### LISTED RECORDS

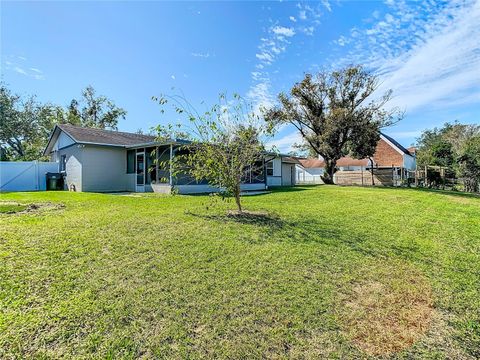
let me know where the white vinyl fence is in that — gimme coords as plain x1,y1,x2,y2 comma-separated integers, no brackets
0,161,59,192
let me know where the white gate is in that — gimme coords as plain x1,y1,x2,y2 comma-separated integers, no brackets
0,161,59,192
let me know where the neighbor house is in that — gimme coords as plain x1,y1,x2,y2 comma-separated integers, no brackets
43,124,296,193
295,132,416,184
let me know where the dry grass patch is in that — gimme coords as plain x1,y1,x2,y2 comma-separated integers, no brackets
340,261,433,356
0,201,64,215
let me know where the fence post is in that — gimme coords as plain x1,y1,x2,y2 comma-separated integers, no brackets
425,165,428,187
35,161,39,190
415,165,418,187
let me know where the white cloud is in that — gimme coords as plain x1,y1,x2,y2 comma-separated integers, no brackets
256,52,274,63
191,52,211,58
251,71,262,80
4,56,44,80
384,13,394,23
303,26,314,36
14,66,27,75
271,26,296,37
248,3,327,113
377,0,480,111
171,75,176,80
331,0,480,113
266,132,303,153
321,0,331,12
335,35,350,47
247,81,275,114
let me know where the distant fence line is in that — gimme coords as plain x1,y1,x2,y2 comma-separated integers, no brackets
297,165,477,194
335,168,404,187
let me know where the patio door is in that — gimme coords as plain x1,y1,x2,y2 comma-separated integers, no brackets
136,152,145,192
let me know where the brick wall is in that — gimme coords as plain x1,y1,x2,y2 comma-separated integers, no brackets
373,139,403,167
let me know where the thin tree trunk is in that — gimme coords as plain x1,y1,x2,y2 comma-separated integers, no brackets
234,185,242,212
369,157,375,186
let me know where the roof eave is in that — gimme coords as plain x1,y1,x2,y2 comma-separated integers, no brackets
125,139,191,149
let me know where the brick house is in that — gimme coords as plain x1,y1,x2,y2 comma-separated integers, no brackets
295,132,416,185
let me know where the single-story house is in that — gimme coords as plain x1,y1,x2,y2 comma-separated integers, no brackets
295,158,324,184
295,132,416,184
43,124,296,193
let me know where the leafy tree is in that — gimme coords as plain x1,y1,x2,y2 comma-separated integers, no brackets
264,66,401,184
66,86,126,129
416,125,455,168
416,122,480,192
153,94,268,212
0,86,60,160
0,84,127,160
458,135,480,193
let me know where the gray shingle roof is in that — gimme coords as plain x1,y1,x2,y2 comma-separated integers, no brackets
58,124,156,146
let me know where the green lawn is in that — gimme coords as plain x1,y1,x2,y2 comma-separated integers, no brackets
1,186,479,359
0,203,27,214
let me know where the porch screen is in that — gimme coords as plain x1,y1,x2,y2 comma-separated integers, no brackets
127,150,135,174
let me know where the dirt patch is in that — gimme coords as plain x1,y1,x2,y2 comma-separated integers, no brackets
226,209,270,217
340,261,433,356
0,201,65,215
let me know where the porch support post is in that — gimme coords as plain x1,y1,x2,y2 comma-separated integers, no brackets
169,144,173,186
155,146,159,184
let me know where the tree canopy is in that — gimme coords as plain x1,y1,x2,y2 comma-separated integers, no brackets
66,86,126,130
0,84,126,161
264,65,401,184
416,122,480,192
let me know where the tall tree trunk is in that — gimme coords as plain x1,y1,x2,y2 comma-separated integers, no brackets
321,160,336,184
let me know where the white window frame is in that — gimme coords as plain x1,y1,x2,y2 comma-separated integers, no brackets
60,154,67,172
266,160,274,176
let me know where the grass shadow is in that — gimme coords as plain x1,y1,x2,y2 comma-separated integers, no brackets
187,209,286,229
268,186,317,194
367,186,480,200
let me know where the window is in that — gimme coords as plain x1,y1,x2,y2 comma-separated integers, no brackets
60,155,66,172
127,150,135,174
266,160,274,176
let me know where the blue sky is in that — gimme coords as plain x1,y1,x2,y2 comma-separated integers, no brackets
2,0,479,152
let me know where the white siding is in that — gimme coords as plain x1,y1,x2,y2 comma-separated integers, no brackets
266,156,282,187
281,163,295,186
296,165,324,184
266,176,282,187
403,154,416,170
338,166,363,171
271,157,282,176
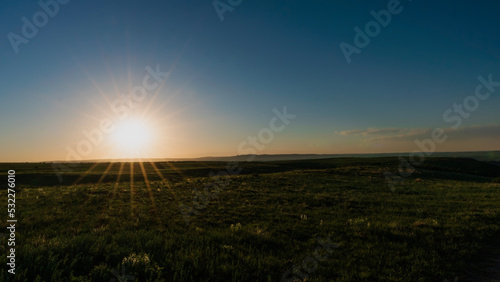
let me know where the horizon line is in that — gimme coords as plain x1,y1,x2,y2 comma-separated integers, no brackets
1,150,499,163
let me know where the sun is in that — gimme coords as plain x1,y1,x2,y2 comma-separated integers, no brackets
113,118,152,153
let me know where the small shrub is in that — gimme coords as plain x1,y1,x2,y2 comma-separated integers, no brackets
230,223,242,232
120,253,162,280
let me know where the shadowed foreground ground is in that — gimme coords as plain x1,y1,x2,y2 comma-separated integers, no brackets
0,157,499,281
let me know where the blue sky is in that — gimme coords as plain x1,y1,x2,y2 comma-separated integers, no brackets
1,0,499,161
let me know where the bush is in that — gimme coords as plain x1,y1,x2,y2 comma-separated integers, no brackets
120,253,162,280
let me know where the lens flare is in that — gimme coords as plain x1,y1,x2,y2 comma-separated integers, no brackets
113,119,151,153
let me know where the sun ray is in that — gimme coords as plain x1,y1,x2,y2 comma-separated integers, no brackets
93,162,118,220
130,161,136,218
85,98,119,121
113,162,126,198
149,161,181,203
139,161,164,229
105,61,123,100
81,66,114,110
67,51,114,107
96,162,114,187
72,162,108,235
163,161,189,179
146,91,199,127
72,162,101,186
104,162,126,217
148,101,202,129
140,85,184,121
138,86,167,121
126,31,133,93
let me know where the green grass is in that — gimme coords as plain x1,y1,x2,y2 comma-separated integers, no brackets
0,158,499,281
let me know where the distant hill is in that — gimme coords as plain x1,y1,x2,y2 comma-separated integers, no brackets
195,151,500,162
45,150,500,163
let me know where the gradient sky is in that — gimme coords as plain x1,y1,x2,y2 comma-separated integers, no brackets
1,0,499,162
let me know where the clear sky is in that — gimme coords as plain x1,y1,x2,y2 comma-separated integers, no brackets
1,0,499,162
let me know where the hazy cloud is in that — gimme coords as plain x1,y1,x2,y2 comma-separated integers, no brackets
338,128,403,136
367,124,500,142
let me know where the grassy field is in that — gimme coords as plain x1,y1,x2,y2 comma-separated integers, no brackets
0,157,499,281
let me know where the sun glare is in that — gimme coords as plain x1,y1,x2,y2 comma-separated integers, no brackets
113,119,152,153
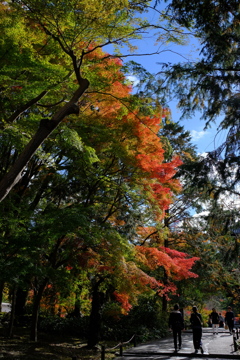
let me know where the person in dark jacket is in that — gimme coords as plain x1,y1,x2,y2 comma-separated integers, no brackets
225,306,235,334
169,304,184,352
219,313,224,327
209,308,219,335
190,306,204,354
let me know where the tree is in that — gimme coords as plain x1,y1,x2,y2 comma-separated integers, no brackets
0,40,187,344
161,0,240,198
150,1,240,310
2,0,211,345
0,0,184,201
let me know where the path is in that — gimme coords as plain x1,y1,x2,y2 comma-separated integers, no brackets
114,328,240,360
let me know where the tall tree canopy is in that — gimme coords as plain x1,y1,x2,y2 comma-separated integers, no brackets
0,0,183,201
0,6,197,341
3,0,235,347
162,0,240,198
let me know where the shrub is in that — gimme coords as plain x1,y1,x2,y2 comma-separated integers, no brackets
100,296,168,342
39,316,89,338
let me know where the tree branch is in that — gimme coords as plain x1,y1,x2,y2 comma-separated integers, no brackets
0,79,89,202
6,90,48,124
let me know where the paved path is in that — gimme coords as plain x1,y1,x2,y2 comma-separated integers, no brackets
114,328,240,359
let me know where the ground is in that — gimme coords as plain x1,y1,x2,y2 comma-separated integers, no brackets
0,328,116,360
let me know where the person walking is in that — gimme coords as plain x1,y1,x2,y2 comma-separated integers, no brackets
208,314,212,327
219,313,224,328
225,306,235,334
169,304,184,353
210,308,219,335
190,306,204,354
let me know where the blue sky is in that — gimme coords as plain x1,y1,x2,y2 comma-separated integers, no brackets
120,4,227,154
125,49,225,154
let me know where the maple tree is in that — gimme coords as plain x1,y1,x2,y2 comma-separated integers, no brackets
0,0,184,201
1,0,222,348
135,233,199,293
125,41,240,311
64,51,188,347
0,39,189,344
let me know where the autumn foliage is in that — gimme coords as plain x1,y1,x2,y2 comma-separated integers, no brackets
135,245,199,296
134,114,182,217
80,47,183,221
0,3,200,345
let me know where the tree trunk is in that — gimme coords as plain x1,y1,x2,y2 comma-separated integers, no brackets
30,279,48,342
162,292,168,312
0,281,4,312
162,232,169,312
72,299,81,318
87,281,104,348
15,288,28,317
0,80,89,202
72,288,81,318
8,285,17,339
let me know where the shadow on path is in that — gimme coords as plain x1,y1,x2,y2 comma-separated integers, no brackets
115,328,240,360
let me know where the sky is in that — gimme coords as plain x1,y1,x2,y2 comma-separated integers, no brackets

### TASK INSTRUCTIONS
What is needed is an exact copy of the lines from the one containing "let me know where the paved" through the last line of the records, and nothing else.

### PROBLEM SOLUTION
let me know where the paved path is in that — gimme coords as plain x1,y1,x2,y2 comma-separated integers, no brackets
114,328,240,359
let me know where the ground is in that — gimme coords as plain x1,y1,x2,y2 comma-separated integers, no brackets
0,328,116,360
let me know where the person walking is in that — gimme coords as plain x1,y1,x2,y2 comma-separated integers, no brackets
208,314,212,327
219,313,224,328
225,306,235,334
169,304,184,353
210,308,219,335
190,306,204,354
let me know where the blue sky is in that — gimme coords as plain x1,y1,x2,y2 comma-separated integers, no brackets
120,4,227,154
125,49,225,154
let me know where the maple tree is in that — gimme coords as plain x1,y1,x2,y2 comma-separated integers, no brackets
0,0,184,201
1,0,222,348
135,233,199,293
125,41,240,311
64,51,188,347
0,39,189,344
let me know where the autumn foliage is in that — gimme coords as plain x1,y1,x2,y2 comma-separated integers, no brackets
135,245,199,296
134,114,182,217
80,47,183,221
0,3,200,345
let me know where the tree trunk is in that — gimme coords as plain x1,y1,x2,y2 comma-separated integers, no brackets
30,279,48,342
162,292,168,312
0,281,4,312
162,232,169,312
72,299,81,318
87,281,104,348
15,288,28,317
0,80,89,202
72,288,81,318
8,285,17,339
let me know where the shadow on path is in that — gimme coords as plain x1,y1,x2,y2 comma-separated integers, no brackets
115,328,240,360
let me know where the sky is in that — gimme coords as plain x1,y1,x2,y2 comma-separated integers, no brackets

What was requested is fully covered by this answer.